Back to the Future of Serial Speed?

By Bill Sembrat

October 30, 2013

For the last few decades we have had great increases in performance. Since going to “off-the-shelf components” and riding on the tails of increasing processor improvements along with ever greater number of chips and cores some have come to realize that this can’t go on forever.

We have filled up a number of ever-bigger rooms with racks and racks until we have come face to face with having to own your own power company just for the power needed to run these complexes. On another front I would have expected more concerns about the high cost of these high-end systems.

It also seems that others are raising doubts because recently there has been a lot questions, concerns, discussions, comments, articles about the problems, and enough concerns about the way forward to even provide extra funding, but few seem to looking at root issues and saying that moving forward things need to change.

We have been lucky to ride the train so far, much longer and further than those of us would have ever imaged. But, now it has become ever harder and more costly to keep the train going. So lets take a deeper look at the road traveled. About 20 years ago the HPC train switched paths from custom processors and custom systems to off-the-shelf processors and systems. It has been a good and fruitful ride.

I think it would be very wise to notice that recently most of the speed improvement has come from the parallel side. I (we) was always highly focused on the serial side. At this point maybe I should say something about myself. I was fortunate to have worked with Seymour Cray for many years. So, the we, I am referring to, is my involvement and experience with Seymour and Seymour’s machines. Seymour was never in any race and not really concerned about what someone else may be doing or not doing, but always interested in exploring and pushing serial speed on real workloads. We were mainly focused on serial speed because it kept things simple and made systems easier to use, easier to program, with less overhead and higher system efficiencies.

Few may have ever talked to Seymour about serial speed vs. parallel speed, but I can tell you that Seymour was always quite aware and disciplined himself to stay focused on serial speed improvements. He felt he could contribute more, add more value, was personally more challenging, and he very much like to work on, enjoyed working on serial improvements.

Although, he would never admit it, he also knew that he was the “king” of serial speed. Just a side comment, Seymour was also interested in exploring the far end of parallel processors and we had a running prototype parallel machine that had a design goal of 30,000,000 processors, but that is quite another story. Getting back to this topic we were really always highly focused on serial speed with the “Cray’s.” Over the last 20 odd years the current off-the-shelf path has relied on serial speed improvements but ever more increasingly on greater and greater parallel speed improvements. Parallel speed improvements has, naturally, associated with it higher overhead and power costs along with lower system efficiencies and now ever higher costs to get into the top of the list.

DATA RECORDS:

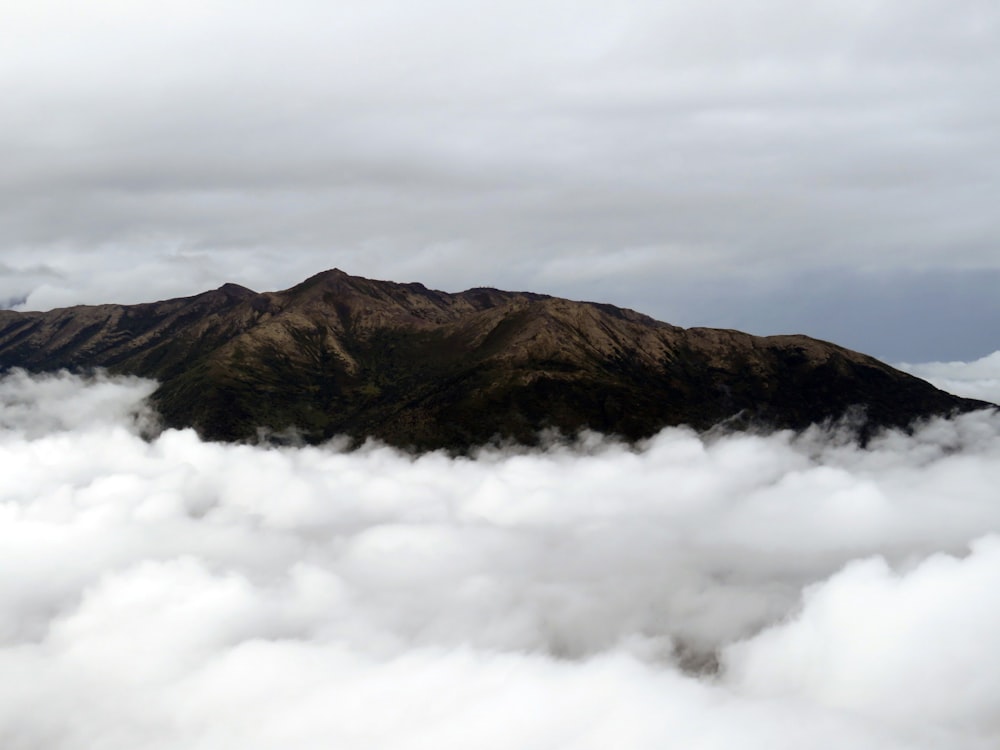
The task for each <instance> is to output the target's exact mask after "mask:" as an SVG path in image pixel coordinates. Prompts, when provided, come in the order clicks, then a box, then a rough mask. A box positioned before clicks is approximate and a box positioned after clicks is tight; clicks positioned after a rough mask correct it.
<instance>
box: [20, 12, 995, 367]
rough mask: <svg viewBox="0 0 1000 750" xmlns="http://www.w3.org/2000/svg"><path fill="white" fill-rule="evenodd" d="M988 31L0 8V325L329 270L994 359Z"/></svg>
mask: <svg viewBox="0 0 1000 750" xmlns="http://www.w3.org/2000/svg"><path fill="white" fill-rule="evenodd" d="M997 81H1000V6H997V4H996V3H995V2H993V1H992V0H947V1H946V0H880V1H878V0H876V1H867V2H853V1H845V0H817V1H816V2H808V3H802V2H798V1H797V0H757V1H756V2H753V3H744V2H736V1H735V0H699V1H698V2H692V1H688V0H678V1H677V2H671V3H663V2H647V1H646V0H634V1H631V2H618V3H609V2H606V1H605V0H601V1H600V2H598V1H597V0H574V1H573V2H568V1H566V0H533V1H532V2H530V3H529V2H520V1H519V0H503V1H502V2H501V1H500V0H481V1H480V2H476V3H467V2H458V1H457V0H422V1H421V2H403V1H402V0H366V2H363V3H362V2H355V3H349V2H341V3H331V2H319V1H317V0H288V1H287V2H282V3H277V2H265V1H264V0H238V1H237V0H199V1H198V2H194V1H193V0H177V1H176V2H173V3H169V4H167V3H162V2H155V3H154V2H147V1H144V0H129V1H126V0H97V2H86V3H84V2H77V1H75V0H35V1H34V2H30V3H27V2H22V1H21V0H0V86H2V89H0V90H2V91H3V92H4V102H3V117H2V123H0V153H2V154H3V156H4V166H3V170H0V201H2V203H0V205H2V208H0V303H2V304H5V305H7V306H18V307H19V308H20V309H45V308H50V307H53V306H61V305H67V304H74V303H80V302H87V303H96V302H107V301H118V302H137V301H143V300H152V299H158V298H163V297H166V296H177V295H186V294H193V293H196V292H199V291H202V290H204V289H208V288H213V287H215V286H218V285H220V284H221V283H223V282H224V281H236V282H239V283H243V284H245V285H247V286H250V287H252V288H255V289H258V290H271V289H280V288H284V287H287V286H290V285H292V284H294V283H295V282H297V281H299V280H301V279H303V278H305V277H306V276H308V275H310V274H312V273H314V272H316V271H319V270H322V269H325V268H330V267H334V266H336V267H340V268H342V269H344V270H346V271H348V272H350V273H354V274H359V275H366V276H371V277H375V278H386V279H393V280H398V281H422V282H424V283H425V284H427V285H429V286H432V287H436V288H441V289H445V290H448V291H458V290H461V289H464V288H467V287H470V286H478V285H485V286H496V287H501V288H513V289H530V290H533V291H541V292H548V293H552V294H559V295H563V296H569V297H573V298H583V299H596V300H600V301H608V302H613V303H616V304H619V305H623V306H628V307H633V308H637V309H640V310H642V311H644V312H647V313H650V314H652V315H654V316H655V317H658V318H661V319H665V320H669V321H671V322H674V323H676V324H680V325H714V326H728V327H736V328H741V329H744V330H749V331H751V332H755V333H779V332H792V331H797V332H804V333H809V334H812V335H815V336H818V337H821V338H827V339H832V340H835V341H837V342H839V343H843V344H845V345H848V346H851V347H853V348H858V349H862V350H863V351H867V352H869V353H872V354H875V355H876V356H880V357H883V358H888V359H891V360H894V361H898V360H909V361H929V360H949V359H966V360H968V359H974V358H977V357H981V356H984V355H986V354H989V353H991V352H993V351H995V350H997V349H1000V342H998V339H997V334H996V332H997V331H998V330H1000V302H998V297H1000V295H997V294H996V290H997V289H1000V248H998V246H997V241H998V238H1000V214H998V212H997V211H996V205H997V199H998V197H1000V162H998V160H997V157H996V154H997V153H1000V100H998V99H997V97H996V96H995V89H996V83H997Z"/></svg>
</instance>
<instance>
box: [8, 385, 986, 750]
mask: <svg viewBox="0 0 1000 750" xmlns="http://www.w3.org/2000/svg"><path fill="white" fill-rule="evenodd" d="M151 387H152V386H151V384H149V383H148V382H144V381H136V380H130V381H115V380H109V379H106V378H105V379H98V380H80V379H77V378H74V377H71V376H67V375H63V376H47V377H40V378H37V377H36V378H32V377H28V376H25V375H23V374H18V373H14V374H12V375H9V376H7V377H6V378H4V379H3V380H2V381H0V406H2V410H0V415H2V416H0V475H2V477H3V480H2V482H0V569H2V570H3V571H4V575H3V576H2V578H0V742H2V744H3V746H4V747H5V748H13V749H15V750H20V749H21V748H32V749H33V750H35V749H37V748H58V749H63V748H66V749H67V750H68V749H69V748H78V747H98V746H99V747H102V748H109V749H114V750H117V748H123V749H124V748H129V750H132V749H133V748H136V747H142V748H163V749H164V750H166V749H171V750H172V749H174V748H185V749H187V748H196V749H199V750H201V749H205V750H207V749H208V748H225V747H234V746H239V747H244V748H250V749H254V748H262V749H263V748H273V747H277V746H292V747H297V748H313V747H315V748H320V747H324V748H325V747H331V746H336V747H352V748H368V747H371V748H427V747H435V748H441V749H446V748H451V747H455V748H458V747H462V748H465V747H470V746H475V747H484V748H509V747H537V748H552V747H576V748H601V749H602V750H603V749H604V748H607V747H615V746H618V747H636V748H643V747H664V746H689V747H699V748H732V747H743V748H758V747H759V748H775V747H793V746H808V747H815V748H843V747H852V748H949V749H951V748H987V747H995V746H996V745H997V742H998V741H1000V724H998V722H997V720H996V716H997V698H996V696H997V695H998V694H1000V684H998V678H997V675H998V674H1000V649H998V648H997V646H996V640H995V638H994V637H993V634H995V633H996V632H997V630H998V626H1000V607H998V606H996V604H995V603H994V602H993V601H992V597H991V595H990V592H992V591H994V590H996V587H997V585H998V584H1000V539H998V538H997V537H996V536H994V534H995V532H996V531H997V530H998V528H1000V504H998V503H997V502H996V487H997V486H1000V417H998V416H997V415H996V414H995V413H991V412H980V413H975V414H970V415H966V416H964V417H961V418H959V419H955V420H950V421H948V420H938V421H934V422H931V423H929V424H927V425H925V426H924V427H923V428H921V429H920V430H918V431H917V432H916V433H915V434H913V435H910V436H906V435H903V434H899V433H890V434H887V435H884V436H883V437H882V438H880V439H878V440H876V441H875V442H874V444H873V445H871V446H870V448H869V449H868V450H866V451H860V450H858V449H857V448H855V447H854V446H853V445H851V444H850V443H847V442H845V441H843V440H841V439H840V438H839V436H838V435H837V434H836V433H830V432H823V431H813V432H809V433H806V434H803V435H800V436H794V435H791V434H787V433H782V434H777V435H773V436H770V437H760V436H750V435H732V436H725V437H717V438H714V439H705V438H702V437H699V436H697V435H695V434H694V433H691V432H689V431H686V430H683V429H672V430H666V431H664V432H663V433H661V434H660V435H658V436H657V437H655V438H654V439H652V440H650V441H649V442H648V443H646V444H644V445H642V446H639V447H638V448H637V449H631V448H628V447H625V446H621V445H617V444H614V443H612V442H608V441H605V440H603V439H601V438H598V437H596V436H590V437H586V438H584V439H583V440H581V441H580V442H579V443H578V444H575V445H572V446H565V445H563V446H559V445H557V446H552V447H551V448H549V449H548V450H546V451H542V452H526V453H520V454H518V453H512V452H506V453H505V452H485V453H483V454H481V455H479V456H477V457H475V458H468V459H450V458H447V457H445V456H442V455H439V454H430V455H424V456H421V457H412V456H407V455H404V454H401V453H398V452H396V451H393V450H390V449H387V448H384V447H379V446H367V447H366V448H365V449H363V450H360V451H356V452H350V453H349V452H344V451H342V450H339V449H338V448H337V447H336V446H324V447H317V448H273V447H271V448H268V447H259V446H237V445H221V444H206V443H203V442H201V441H200V440H199V439H198V438H197V436H195V435H194V434H193V433H191V432H189V431H173V430H170V431H165V432H163V433H162V434H160V435H158V436H157V437H155V438H149V437H148V436H149V435H150V434H151V429H152V427H151V425H152V422H151V417H150V415H149V414H148V412H147V411H146V410H145V408H144V407H143V399H144V397H145V396H147V395H148V393H149V392H150V388H151ZM143 434H145V435H146V436H147V438H146V439H143V437H142V436H141V435H143Z"/></svg>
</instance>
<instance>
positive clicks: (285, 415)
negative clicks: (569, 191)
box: [0, 269, 987, 450]
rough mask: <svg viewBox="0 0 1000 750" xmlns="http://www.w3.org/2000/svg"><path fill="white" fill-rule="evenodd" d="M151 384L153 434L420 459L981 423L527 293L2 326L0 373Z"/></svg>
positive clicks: (896, 391)
mask: <svg viewBox="0 0 1000 750" xmlns="http://www.w3.org/2000/svg"><path fill="white" fill-rule="evenodd" d="M11 367H22V368H25V369H27V370H32V371H47V370H56V369H60V368H67V369H70V370H75V371H79V370H89V369H92V368H97V367H101V368H107V369H108V370H109V371H110V372H113V373H127V374H132V375H140V376H143V377H149V378H155V379H157V380H158V381H159V382H160V384H161V385H160V387H159V389H158V390H157V391H156V392H155V394H154V395H153V401H154V403H155V405H156V407H157V408H158V409H159V411H160V413H161V414H162V415H163V417H164V419H165V421H166V423H167V424H168V425H170V426H193V427H195V428H196V429H197V430H198V431H199V432H200V433H201V434H202V435H203V436H205V437H207V438H210V439H218V440H242V439H253V438H254V437H255V436H257V435H258V431H259V428H266V429H267V430H270V431H274V432H280V431H283V430H286V429H291V428H294V429H295V430H297V431H300V434H301V435H302V436H303V437H304V438H305V439H306V440H309V441H312V442H316V441H321V440H324V439H327V438H330V437H332V436H334V435H340V434H346V435H349V436H352V437H354V438H356V439H359V440H360V439H363V438H365V437H369V436H371V437H376V438H379V439H381V440H384V441H386V442H388V443H390V444H393V445H399V446H407V447H412V448H416V449H420V450H426V449H434V448H449V449H457V450H464V449H468V448H470V447H472V446H474V445H477V444H482V443H485V442H488V441H490V440H491V439H493V438H495V437H500V438H505V439H512V440H515V441H519V442H524V443H532V442H533V441H536V440H537V438H538V432H539V430H541V429H543V428H556V429H559V430H562V431H564V432H574V431H577V430H579V429H581V428H584V427H589V428H592V429H595V430H598V431H601V432H605V433H613V434H617V435H620V436H622V437H625V438H627V439H638V438H642V437H646V436H649V435H652V434H653V433H655V432H657V431H658V430H659V429H661V428H662V427H664V426H667V425H680V424H686V425H690V426H692V427H694V428H696V429H707V428H710V427H712V426H713V425H716V424H718V423H720V422H723V421H728V423H729V424H731V425H733V426H736V427H747V426H764V427H768V428H772V427H776V428H785V427H790V428H796V429H798V428H804V427H806V426H807V425H809V424H812V423H815V422H821V421H823V420H828V419H836V418H838V417H841V416H842V415H844V414H845V413H847V412H848V411H849V410H852V409H854V408H855V407H861V408H862V409H863V411H864V413H865V414H866V415H867V420H868V421H867V423H866V424H867V427H866V429H867V430H868V431H871V430H872V429H876V428H879V427H883V426H900V427H905V426H907V425H909V424H910V423H911V422H912V421H913V420H915V419H919V418H922V417H927V416H931V415H938V414H950V413H954V412H960V411H968V410H972V409H975V408H981V407H984V406H987V404H984V403H983V402H979V401H973V400H969V399H962V398H958V397H956V396H952V395H950V394H947V393H944V392H943V391H940V390H937V389H936V388H934V387H933V386H931V385H930V384H928V383H926V382H924V381H922V380H919V379H918V378H915V377H913V376H910V375H907V374H905V373H902V372H900V371H898V370H895V369H893V368H892V367H889V366H888V365H885V364H883V363H881V362H879V361H878V360H876V359H873V358H872V357H868V356H865V355H863V354H859V353H857V352H853V351H850V350H848V349H844V348H842V347H838V346H835V345H833V344H829V343H826V342H823V341H818V340H816V339H812V338H808V337H806V336H768V337H757V336H751V335H749V334H746V333H740V332H738V331H731V330H719V329H711V328H690V329H683V328H678V327H676V326H672V325H669V324H667V323H661V322H658V321H656V320H653V319H652V318H649V317H647V316H645V315H641V314H639V313H637V312H633V311H631V310H625V309H621V308H617V307H613V306H611V305H604V304H595V303H591V302H572V301H570V300H565V299H559V298H556V297H549V296H546V295H542V294H531V293H525V292H504V291H499V290H497V289H487V288H478V289H470V290H468V291H465V292H461V293H458V294H448V293H445V292H439V291H434V290H431V289H427V288H426V287H424V286H423V285H422V284H415V283H413V284H397V283H393V282H388V281H373V280H370V279H364V278H359V277H355V276H349V275H348V274H346V273H344V272H342V271H339V270H336V269H334V270H332V271H326V272H323V273H320V274H317V275H316V276H313V277H311V278H309V279H307V280H306V281H304V282H302V283H301V284H298V285H297V286H294V287H292V288H291V289H287V290H285V291H281V292H265V293H257V292H254V291H252V290H250V289H246V288H244V287H241V286H237V285H235V284H226V285H224V286H222V287H220V288H219V289H215V290H213V291H209V292H205V293H203V294H199V295H197V296H194V297H184V298H180V299H171V300H165V301H162V302H154V303H149V304H140V305H96V306H77V307H69V308H64V309H58V310H51V311H49V312H13V311H0V369H7V368H11Z"/></svg>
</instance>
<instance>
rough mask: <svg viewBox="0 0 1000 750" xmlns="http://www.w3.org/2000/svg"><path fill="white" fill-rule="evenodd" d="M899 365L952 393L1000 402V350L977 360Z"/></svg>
mask: <svg viewBox="0 0 1000 750" xmlns="http://www.w3.org/2000/svg"><path fill="white" fill-rule="evenodd" d="M896 367H898V368H899V369H901V370H904V371H906V372H908V373H911V374H912V375H916V376H917V377H918V378H923V379H924V380H927V381H928V382H930V383H932V384H934V385H936V386H937V387H938V388H940V389H941V390H944V391H948V392H949V393H954V394H955V395H958V396H966V397H968V398H978V399H981V400H983V401H988V402H990V403H993V404H1000V351H996V352H993V353H992V354H988V355H986V356H985V357H982V358H981V359H977V360H975V361H974V362H925V363H922V364H910V363H906V362H904V363H902V364H898V365H896Z"/></svg>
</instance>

ACTIVITIES:
1. From the essay on serial speed, list the reasons given for why the group focused on serial speed rather than parallel speed.
2. Using the essay on serial speed, decide whether each statement agrees with it. Answer yes or no for each, and quote the deciding words.
(a) About 20 years ago, HPC moved from custom processors and systems to off-the-shelf ones.
(b) The prototype parallel machine had a design goal of 3,000,000 processors.
(c) Seymour openly admitted that he was the "king" of serial speed.
3. Extend the essay on serial speed, picking up after its final sentence.

PER-TASK ANSWERS:
1.
- It kept things simple
- It made systems easier to use
- It made systems easier to program
- It meant less overhead
- It gave higher system efficiencies

2.
(a) Yes: "About 20 years ago the HPC train switched paths from custom processors and custom systems to off-the-shelf processors and systems."
(b) No: "a design goal of 30,000,000 processors"
(c) No: "Although, he would never admit it, he also knew that he was the “king” of serial speed."

3.
So to get large cost effective improvements I think that we now need to re-focus back to serial speed improvements. I believe that by addressing serial speed improvements that speed improvements of 50X+ can be achieved because we were addressing root level changes that could lead to these kinds of improvements. This quickly leads one to a startling conclusion that memory can’t keep up, does not work and becomes the big elephant in the room. So you really need to look at how memory is used and really the only way to see it is to wipe the slate clean and get rid of memory. In order to think about it you need first get rid of it and start again fresh. Very few may be up to the task of starting fresh with a blank sheet. This is a rather hard task and not as simple as one may think.

While Seymour always preferred blank paper pads with faint light blue lines and number 2 pencils, at a time, it seemed, everyone started using computers and in some cases even “Cray” Super Computers to design the “next” machine. Einstein never needed or used a computer for his theories and I would guess that Peter Higgs didn’t use one either. Giant leaps and great things seem to come from very simple root ideas. Also can-do-positive attitudes play a most, maybe the most important part, even over seemingly impossible tasks.

The memory model currently used is largely based on a 70-year-old model. Oh, if you can wake up the guys that came up with the model, that were in the farm house/barn in Princeton at the time, they would be quite amazed at the great strides and progress but in very short order they would be able to program today’s machines – so in some ways things really haven’t changed much. Other areas will need to be addressed and changed, but memory is the first and most looming problem. Because these changes are deeper root issues they should be hidden from users and even and from most of the vast layers of existing software. Funny you may think that this is new but most was tried and used years ago, but never commercialized and sometimes discarded because of lack of the-then-current available technology.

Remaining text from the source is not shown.